Data records:
☆ ☆ ☆ ☆ ☆ ☆ ☆
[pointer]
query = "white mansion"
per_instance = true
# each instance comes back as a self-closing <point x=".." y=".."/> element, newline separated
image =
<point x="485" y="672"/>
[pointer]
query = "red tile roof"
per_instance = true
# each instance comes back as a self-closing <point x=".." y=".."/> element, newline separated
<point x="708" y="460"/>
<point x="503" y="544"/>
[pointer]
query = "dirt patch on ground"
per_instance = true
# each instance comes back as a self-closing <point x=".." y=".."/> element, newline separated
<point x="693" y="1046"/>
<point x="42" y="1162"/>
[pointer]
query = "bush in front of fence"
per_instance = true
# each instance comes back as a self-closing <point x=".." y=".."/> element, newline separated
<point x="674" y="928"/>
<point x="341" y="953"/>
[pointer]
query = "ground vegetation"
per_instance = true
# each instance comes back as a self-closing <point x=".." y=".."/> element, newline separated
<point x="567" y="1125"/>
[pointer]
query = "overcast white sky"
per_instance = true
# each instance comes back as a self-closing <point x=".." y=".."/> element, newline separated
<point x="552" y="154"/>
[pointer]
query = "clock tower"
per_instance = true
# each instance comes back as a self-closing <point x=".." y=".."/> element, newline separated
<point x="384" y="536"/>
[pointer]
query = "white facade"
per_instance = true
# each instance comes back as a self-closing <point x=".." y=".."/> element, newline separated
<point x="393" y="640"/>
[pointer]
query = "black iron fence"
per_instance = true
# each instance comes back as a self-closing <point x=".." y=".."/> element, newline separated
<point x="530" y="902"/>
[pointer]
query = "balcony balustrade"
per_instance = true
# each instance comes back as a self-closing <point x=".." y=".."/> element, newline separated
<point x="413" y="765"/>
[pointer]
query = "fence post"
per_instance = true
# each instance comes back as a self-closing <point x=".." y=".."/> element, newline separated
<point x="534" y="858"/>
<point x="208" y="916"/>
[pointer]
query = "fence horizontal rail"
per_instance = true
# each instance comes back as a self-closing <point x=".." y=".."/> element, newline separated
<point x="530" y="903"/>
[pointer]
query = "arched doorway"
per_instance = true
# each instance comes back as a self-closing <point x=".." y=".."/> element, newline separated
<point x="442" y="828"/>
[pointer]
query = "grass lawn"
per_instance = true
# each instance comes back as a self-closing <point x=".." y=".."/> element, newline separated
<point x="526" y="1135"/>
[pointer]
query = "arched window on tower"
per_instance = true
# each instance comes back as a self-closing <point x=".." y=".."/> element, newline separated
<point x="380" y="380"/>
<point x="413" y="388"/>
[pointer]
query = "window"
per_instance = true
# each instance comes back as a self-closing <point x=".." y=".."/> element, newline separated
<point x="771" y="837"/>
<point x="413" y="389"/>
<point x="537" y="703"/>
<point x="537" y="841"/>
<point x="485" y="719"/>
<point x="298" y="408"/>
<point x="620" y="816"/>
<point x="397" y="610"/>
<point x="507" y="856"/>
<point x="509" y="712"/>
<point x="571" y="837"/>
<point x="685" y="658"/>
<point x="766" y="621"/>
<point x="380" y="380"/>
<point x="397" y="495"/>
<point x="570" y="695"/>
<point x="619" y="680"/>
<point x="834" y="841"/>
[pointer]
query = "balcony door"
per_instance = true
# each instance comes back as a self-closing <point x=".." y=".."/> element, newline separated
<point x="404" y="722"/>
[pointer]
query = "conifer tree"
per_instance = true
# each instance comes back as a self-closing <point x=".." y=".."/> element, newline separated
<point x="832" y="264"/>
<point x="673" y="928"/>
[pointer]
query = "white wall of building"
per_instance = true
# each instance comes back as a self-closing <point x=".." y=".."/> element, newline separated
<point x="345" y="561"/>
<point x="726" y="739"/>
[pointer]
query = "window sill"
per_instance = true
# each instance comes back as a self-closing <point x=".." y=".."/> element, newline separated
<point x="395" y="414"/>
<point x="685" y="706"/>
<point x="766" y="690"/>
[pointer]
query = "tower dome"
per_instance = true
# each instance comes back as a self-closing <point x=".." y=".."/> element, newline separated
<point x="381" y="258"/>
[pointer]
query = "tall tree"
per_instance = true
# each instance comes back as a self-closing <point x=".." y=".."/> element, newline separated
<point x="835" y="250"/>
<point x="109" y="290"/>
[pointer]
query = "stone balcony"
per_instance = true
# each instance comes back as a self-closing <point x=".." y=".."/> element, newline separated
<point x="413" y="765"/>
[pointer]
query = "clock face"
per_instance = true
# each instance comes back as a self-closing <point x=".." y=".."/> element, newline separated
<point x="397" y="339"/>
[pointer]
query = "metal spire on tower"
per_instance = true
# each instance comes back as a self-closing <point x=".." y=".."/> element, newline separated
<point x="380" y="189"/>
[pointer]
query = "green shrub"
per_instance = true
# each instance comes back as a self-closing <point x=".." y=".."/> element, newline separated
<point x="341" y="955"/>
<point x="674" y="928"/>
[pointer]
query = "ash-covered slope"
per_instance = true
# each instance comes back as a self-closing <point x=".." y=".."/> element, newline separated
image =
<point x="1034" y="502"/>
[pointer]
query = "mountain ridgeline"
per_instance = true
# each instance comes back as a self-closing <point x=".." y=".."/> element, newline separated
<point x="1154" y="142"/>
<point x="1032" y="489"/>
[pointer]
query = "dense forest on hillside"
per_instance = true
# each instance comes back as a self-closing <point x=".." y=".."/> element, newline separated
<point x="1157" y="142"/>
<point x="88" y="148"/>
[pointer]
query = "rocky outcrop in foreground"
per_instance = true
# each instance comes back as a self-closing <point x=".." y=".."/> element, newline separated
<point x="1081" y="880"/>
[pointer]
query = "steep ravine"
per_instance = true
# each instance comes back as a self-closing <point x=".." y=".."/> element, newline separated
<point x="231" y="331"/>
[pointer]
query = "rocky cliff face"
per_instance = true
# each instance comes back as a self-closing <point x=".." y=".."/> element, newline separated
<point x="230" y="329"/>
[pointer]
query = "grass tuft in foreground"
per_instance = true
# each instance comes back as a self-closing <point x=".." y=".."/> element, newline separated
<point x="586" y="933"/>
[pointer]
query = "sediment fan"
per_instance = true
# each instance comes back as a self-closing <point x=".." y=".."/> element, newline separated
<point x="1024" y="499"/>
☆ ☆ ☆ ☆ ☆ ☆ ☆
* Assignment:
Transcribe the entries exactly.

* Answer box:
[pointer]
query = "white mansion"
per_instance = true
# each instance comes back as a self-closing <point x=".." y=".."/> element, newline separated
image =
<point x="485" y="672"/>
[pointer]
query = "red tile roof"
per_instance = true
# each instance comes back as a self-closing <point x=".." y=".."/> element, newline separated
<point x="708" y="460"/>
<point x="503" y="544"/>
[pointer]
query = "dirt patch on ground"
per_instance = true
# each instance comes back as a self-closing <point x=".." y=".."/> element, newline separated
<point x="693" y="1046"/>
<point x="42" y="1162"/>
[pointer]
query = "bush in front of fence"
per_instance = true
# each instance comes back as a self-closing <point x=".." y=".."/> element, newline separated
<point x="674" y="928"/>
<point x="341" y="953"/>
[pointer]
query = "ground vegetation"
per_instance = true
# each instance comes back as a self-closing <point x=".." y=".."/> element, newline separated
<point x="567" y="1125"/>
[pointer]
query = "overcast white sky"
per_instance = true
# each instance comes back as a self-closing <point x=".." y=".."/> element, newline separated
<point x="552" y="154"/>
[pointer]
query = "clock tower"
per_instance = true
# each instance comes back as a self-closing <point x=".." y=".."/> element, newline separated
<point x="384" y="536"/>
[pointer]
query = "white facade"
per_instance = true
# each instance comes back as a self-closing <point x=".." y=".."/> element, newline separated
<point x="393" y="640"/>
[pointer]
query = "black iron fence"
per_instance = true
# each instance comes back as a self-closing <point x=".." y=".."/> element, newline separated
<point x="530" y="902"/>
[pointer]
query = "balcony balustrade"
per_instance = true
# each instance comes back as a self-closing <point x=".." y=".."/> element, newline separated
<point x="413" y="765"/>
[pointer]
query = "fence post"
per_instance = true
# each instance comes back as a self-closing <point x=".." y=".."/> element, newline separated
<point x="534" y="858"/>
<point x="208" y="916"/>
[pointer]
query = "fence horizontal rail"
per_instance = true
# each instance comes back as a self-closing <point x=".." y=".."/> element, newline separated
<point x="530" y="903"/>
[pointer]
query = "arched doorway"
per_instance = true
# each instance comes back as a self-closing <point x=".." y=".."/> element, newline separated
<point x="442" y="828"/>
[pointer]
query = "grass lawn"
per_instance = true
# each instance comes back as a self-closing <point x=".." y=".."/> element, newline separated
<point x="526" y="1135"/>
[pointer]
query = "arched window on tower"
per_instance = true
# each instance comes back as a self-closing <point x=".." y=".."/> element, newline separated
<point x="380" y="380"/>
<point x="413" y="388"/>
[pointer]
query = "window"
per_instance = true
# each instance comes back as a self-closing <point x=".." y=".."/> element, newline separated
<point x="771" y="837"/>
<point x="413" y="389"/>
<point x="537" y="703"/>
<point x="537" y="841"/>
<point x="485" y="719"/>
<point x="298" y="408"/>
<point x="620" y="816"/>
<point x="397" y="610"/>
<point x="507" y="856"/>
<point x="509" y="712"/>
<point x="571" y="837"/>
<point x="685" y="658"/>
<point x="766" y="621"/>
<point x="380" y="380"/>
<point x="397" y="495"/>
<point x="570" y="695"/>
<point x="619" y="680"/>
<point x="834" y="841"/>
[pointer]
query = "balcony door"
per_instance = true
# each instance comes back as a self-closing <point x=".." y=".."/> element, newline separated
<point x="404" y="722"/>
[pointer]
query = "conifer tree"
per_instance = true
# each instance comes back as a self-closing <point x=".." y=".."/> element, newline separated
<point x="832" y="264"/>
<point x="673" y="928"/>
[pointer]
query = "white wall of building"
per_instance = true
# each instance comes back as a self-closing <point x=".." y=".."/> element, newline separated
<point x="345" y="561"/>
<point x="726" y="739"/>
[pointer]
query = "window sill"
per_instance = true
# each instance comes back as a self-closing <point x=".." y=".."/> element, newline separated
<point x="395" y="414"/>
<point x="685" y="706"/>
<point x="766" y="690"/>
[pointer]
query = "tower dome"
per_instance = true
# each instance comes back as a self-closing <point x=".." y=".."/> element, newline separated
<point x="381" y="258"/>
[pointer]
query = "tall tree"
per_instance = true
# each instance comes back as a self-closing <point x=".." y=".."/> element, newline separated
<point x="835" y="250"/>
<point x="109" y="290"/>
[pointer]
query = "stone balcony"
per_instance = true
# each instance comes back as a self-closing <point x=".." y=".."/> element, newline separated
<point x="413" y="765"/>
[pointer]
query = "clock face"
per_instance = true
# each instance comes back as a self-closing <point x=".." y=".."/> element, newline separated
<point x="397" y="339"/>
[pointer]
query = "metal spire on tower"
per_instance = true
# each instance comes back as a self-closing <point x=".." y=".."/> element, newline separated
<point x="380" y="189"/>
[pointer]
query = "green shrub"
per_instance = true
# each instance comes back as a self-closing <point x=".." y=".."/> element, newline separated
<point x="341" y="955"/>
<point x="674" y="928"/>
[pointer]
query = "ash-covered slope"
per_instance = true
# each instance comes back as a self-closing <point x=".." y=".."/> element, newline separated
image =
<point x="1034" y="502"/>
[pointer]
query = "mountain ridgeline"
per_instance = true
# each instance comes back as a self-closing <point x=".." y=".."/> element, newline separated
<point x="1154" y="142"/>
<point x="1032" y="489"/>
[pointer]
query = "dense forest on hillside"
per_instance = true
# each instance comes back as a self-closing <point x=".." y=".."/> element, newline separated
<point x="1157" y="142"/>
<point x="88" y="148"/>
[pointer]
query = "rocky outcrop in foreground"
per_instance = true
# each instance comes back as a self-closing <point x=".." y=".."/> element, newline separated
<point x="1081" y="880"/>
[pointer]
query = "steep ravine"
per_instance = true
# each instance comes back as a self-closing <point x=".." y=".."/> element, newline separated
<point x="231" y="331"/>
[pointer]
query = "rocky cliff face"
per_instance = true
# each instance comes back as a self-closing <point x=".." y=".."/> element, newline separated
<point x="230" y="329"/>
[pointer]
query = "grass tuft in foreground"
per_instance = true
# each instance comes back as a self-closing <point x=".." y=".."/> element, newline separated
<point x="586" y="933"/>
[pointer]
query = "sediment fan"
per_instance = true
# each instance comes back as a self-closing <point x=".." y=".."/> element, newline separated
<point x="1024" y="499"/>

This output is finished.